Show each line in the listing below that contains the string "plant".

-- BEGIN --

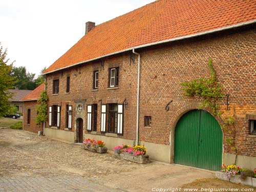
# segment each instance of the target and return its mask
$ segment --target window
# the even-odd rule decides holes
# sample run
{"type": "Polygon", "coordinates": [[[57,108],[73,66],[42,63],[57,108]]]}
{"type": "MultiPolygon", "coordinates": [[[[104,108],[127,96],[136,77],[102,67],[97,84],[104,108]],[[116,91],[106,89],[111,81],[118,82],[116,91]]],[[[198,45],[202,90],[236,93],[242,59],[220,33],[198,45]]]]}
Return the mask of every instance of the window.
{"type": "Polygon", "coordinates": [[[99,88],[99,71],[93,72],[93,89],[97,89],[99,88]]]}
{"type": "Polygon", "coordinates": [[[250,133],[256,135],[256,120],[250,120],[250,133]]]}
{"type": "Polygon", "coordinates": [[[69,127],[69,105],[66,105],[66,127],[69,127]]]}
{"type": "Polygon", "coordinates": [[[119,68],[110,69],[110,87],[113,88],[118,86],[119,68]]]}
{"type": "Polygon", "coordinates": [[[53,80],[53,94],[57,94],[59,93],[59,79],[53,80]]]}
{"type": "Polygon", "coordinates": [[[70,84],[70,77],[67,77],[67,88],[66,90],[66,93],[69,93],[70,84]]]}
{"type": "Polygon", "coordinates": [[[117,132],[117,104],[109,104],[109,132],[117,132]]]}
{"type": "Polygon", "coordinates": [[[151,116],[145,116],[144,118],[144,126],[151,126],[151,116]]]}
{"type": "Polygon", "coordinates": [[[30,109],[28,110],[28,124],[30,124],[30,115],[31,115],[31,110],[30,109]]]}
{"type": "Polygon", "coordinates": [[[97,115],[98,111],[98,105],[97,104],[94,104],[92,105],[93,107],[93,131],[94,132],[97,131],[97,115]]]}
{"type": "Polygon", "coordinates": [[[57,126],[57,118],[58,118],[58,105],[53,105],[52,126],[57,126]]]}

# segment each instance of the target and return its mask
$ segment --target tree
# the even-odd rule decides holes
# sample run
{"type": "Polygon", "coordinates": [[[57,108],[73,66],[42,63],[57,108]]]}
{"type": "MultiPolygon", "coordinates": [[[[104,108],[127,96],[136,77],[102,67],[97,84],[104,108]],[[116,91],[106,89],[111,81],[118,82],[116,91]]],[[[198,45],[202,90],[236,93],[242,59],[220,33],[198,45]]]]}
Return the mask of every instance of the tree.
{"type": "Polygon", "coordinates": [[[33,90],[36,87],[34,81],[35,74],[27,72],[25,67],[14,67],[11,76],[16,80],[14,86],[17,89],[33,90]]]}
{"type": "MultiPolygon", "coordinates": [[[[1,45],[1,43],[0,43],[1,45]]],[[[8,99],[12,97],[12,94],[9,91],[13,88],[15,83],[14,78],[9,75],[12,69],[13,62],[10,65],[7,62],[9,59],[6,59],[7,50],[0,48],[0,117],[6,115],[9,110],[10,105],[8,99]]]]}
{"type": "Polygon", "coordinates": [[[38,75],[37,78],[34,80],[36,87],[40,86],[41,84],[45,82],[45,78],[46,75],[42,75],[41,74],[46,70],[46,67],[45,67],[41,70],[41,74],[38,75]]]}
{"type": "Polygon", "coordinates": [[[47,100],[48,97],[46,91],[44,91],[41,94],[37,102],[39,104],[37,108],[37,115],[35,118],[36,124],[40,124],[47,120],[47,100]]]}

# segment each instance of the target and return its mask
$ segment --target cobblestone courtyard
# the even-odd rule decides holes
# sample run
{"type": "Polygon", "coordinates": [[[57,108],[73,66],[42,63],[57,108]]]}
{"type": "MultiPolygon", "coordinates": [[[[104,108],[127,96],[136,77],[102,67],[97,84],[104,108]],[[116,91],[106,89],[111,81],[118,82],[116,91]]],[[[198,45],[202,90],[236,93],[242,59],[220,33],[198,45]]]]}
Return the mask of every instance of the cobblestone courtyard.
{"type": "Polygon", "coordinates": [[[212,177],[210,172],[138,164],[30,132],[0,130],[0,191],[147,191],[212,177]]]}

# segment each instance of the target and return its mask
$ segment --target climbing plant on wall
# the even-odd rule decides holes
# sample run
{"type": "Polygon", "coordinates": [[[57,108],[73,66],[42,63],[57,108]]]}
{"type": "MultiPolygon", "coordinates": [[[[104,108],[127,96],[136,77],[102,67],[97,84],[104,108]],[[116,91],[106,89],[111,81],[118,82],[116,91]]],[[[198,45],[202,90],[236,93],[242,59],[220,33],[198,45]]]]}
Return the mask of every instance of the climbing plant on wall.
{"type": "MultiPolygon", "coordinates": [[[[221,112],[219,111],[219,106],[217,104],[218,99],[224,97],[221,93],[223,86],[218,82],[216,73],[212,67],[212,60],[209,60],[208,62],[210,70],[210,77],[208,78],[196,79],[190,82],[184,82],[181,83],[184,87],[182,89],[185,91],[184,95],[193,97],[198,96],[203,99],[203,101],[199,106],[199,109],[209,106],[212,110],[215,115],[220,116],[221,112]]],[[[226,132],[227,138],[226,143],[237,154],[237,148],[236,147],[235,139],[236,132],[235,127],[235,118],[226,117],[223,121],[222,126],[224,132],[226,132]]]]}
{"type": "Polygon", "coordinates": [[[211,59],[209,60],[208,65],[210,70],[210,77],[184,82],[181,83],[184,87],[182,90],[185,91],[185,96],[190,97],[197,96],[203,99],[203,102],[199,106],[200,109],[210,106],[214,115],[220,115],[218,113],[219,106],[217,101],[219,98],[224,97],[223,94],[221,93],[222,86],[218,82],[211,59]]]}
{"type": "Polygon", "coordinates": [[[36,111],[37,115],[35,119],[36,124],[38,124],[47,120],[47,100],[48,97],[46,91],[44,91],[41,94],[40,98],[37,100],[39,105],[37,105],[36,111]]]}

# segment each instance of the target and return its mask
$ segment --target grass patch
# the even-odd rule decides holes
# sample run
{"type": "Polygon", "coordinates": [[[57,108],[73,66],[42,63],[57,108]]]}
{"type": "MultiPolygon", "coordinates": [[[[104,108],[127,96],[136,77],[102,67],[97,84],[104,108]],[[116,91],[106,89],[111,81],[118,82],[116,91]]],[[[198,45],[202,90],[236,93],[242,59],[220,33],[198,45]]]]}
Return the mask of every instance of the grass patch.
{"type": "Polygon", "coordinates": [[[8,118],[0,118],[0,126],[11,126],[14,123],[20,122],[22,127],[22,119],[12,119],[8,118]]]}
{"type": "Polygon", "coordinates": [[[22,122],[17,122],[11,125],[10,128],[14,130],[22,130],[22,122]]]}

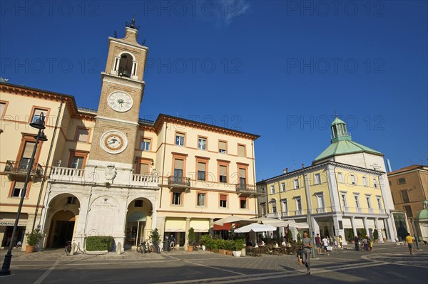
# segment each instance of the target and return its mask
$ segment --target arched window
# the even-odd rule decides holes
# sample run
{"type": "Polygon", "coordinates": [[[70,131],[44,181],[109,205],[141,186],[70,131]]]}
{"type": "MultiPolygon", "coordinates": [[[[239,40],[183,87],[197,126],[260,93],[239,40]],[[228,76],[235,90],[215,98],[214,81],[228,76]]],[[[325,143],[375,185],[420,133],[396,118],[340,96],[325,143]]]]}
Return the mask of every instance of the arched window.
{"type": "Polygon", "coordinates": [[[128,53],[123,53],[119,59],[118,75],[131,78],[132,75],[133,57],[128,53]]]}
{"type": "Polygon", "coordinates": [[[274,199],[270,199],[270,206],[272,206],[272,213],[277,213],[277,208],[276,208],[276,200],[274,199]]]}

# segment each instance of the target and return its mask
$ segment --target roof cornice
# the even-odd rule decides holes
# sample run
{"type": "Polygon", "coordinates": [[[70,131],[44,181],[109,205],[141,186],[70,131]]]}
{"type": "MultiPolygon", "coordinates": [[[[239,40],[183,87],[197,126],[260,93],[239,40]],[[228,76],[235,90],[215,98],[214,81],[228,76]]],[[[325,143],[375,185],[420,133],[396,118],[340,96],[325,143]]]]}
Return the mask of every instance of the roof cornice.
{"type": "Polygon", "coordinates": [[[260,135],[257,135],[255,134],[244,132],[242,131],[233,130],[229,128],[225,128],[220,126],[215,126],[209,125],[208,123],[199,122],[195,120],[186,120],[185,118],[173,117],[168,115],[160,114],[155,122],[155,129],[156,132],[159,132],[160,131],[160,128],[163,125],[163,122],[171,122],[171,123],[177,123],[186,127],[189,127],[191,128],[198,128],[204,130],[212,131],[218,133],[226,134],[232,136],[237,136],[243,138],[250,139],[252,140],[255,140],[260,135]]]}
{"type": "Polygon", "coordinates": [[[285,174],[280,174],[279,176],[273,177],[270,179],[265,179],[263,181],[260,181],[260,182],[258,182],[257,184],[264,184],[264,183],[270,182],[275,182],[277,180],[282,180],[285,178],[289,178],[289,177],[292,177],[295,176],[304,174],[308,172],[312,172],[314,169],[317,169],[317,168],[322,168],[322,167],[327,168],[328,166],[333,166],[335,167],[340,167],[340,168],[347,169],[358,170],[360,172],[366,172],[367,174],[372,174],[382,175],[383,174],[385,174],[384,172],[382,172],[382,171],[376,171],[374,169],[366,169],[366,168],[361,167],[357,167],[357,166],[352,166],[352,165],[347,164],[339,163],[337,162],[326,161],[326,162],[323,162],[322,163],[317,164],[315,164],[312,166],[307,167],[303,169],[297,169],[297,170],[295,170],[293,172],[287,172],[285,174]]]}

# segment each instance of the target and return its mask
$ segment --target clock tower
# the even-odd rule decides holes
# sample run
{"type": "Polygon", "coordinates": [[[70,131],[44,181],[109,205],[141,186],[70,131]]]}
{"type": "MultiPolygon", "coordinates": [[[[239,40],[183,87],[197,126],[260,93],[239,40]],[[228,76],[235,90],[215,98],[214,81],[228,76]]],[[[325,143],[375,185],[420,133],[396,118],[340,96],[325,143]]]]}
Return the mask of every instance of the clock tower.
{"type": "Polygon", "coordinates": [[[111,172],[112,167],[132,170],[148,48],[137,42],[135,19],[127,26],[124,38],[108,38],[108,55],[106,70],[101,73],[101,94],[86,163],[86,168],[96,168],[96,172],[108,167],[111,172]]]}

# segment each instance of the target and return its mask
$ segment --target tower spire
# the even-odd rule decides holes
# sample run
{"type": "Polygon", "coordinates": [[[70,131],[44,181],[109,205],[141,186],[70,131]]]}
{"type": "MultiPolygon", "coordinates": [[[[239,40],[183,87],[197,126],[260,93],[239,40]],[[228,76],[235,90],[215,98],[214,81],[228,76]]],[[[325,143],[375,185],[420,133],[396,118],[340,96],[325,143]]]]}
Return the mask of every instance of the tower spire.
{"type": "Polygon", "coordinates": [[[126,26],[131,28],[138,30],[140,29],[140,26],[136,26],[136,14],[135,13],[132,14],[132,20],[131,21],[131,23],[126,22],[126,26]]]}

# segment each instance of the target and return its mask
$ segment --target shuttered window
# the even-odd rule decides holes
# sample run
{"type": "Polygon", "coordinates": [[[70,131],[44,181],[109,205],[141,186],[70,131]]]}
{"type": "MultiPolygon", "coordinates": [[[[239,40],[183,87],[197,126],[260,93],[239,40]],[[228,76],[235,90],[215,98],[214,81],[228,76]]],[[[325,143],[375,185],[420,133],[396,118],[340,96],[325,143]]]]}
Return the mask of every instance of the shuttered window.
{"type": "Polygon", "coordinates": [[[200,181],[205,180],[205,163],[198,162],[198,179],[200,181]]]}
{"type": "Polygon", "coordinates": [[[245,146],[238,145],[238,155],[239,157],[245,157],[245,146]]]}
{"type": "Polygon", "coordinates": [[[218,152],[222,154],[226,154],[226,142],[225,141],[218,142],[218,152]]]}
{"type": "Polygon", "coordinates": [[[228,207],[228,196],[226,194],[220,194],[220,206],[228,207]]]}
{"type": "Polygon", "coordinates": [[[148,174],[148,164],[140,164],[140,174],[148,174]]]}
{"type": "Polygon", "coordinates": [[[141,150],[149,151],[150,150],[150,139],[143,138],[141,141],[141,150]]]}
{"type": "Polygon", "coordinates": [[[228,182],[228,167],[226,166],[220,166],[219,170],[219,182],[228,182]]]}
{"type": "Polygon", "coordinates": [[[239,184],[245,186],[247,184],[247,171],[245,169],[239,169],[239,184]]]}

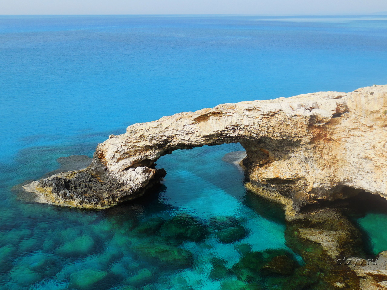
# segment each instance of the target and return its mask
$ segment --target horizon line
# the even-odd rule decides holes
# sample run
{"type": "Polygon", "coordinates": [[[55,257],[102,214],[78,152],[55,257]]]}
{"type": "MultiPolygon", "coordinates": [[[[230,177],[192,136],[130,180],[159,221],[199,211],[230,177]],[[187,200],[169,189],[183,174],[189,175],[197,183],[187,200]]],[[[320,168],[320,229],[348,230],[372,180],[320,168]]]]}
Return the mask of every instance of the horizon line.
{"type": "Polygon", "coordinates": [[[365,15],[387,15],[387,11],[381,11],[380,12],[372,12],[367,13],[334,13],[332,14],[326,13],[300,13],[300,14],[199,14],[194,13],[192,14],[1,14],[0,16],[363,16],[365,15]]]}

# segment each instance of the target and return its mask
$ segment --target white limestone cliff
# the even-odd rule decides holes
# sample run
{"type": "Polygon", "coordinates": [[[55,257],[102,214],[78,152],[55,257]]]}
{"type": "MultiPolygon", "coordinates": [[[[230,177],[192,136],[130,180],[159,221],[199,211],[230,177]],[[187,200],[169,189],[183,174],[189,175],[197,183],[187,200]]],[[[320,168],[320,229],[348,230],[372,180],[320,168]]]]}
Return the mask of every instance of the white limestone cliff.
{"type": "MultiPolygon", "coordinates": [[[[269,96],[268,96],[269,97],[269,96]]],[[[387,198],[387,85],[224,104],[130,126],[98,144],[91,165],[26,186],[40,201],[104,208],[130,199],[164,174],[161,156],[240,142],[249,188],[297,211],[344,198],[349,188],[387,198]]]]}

-- END --

▶ **Response**
$ segment --target climbing plant on wall
Return the mask of every instance of the climbing plant on wall.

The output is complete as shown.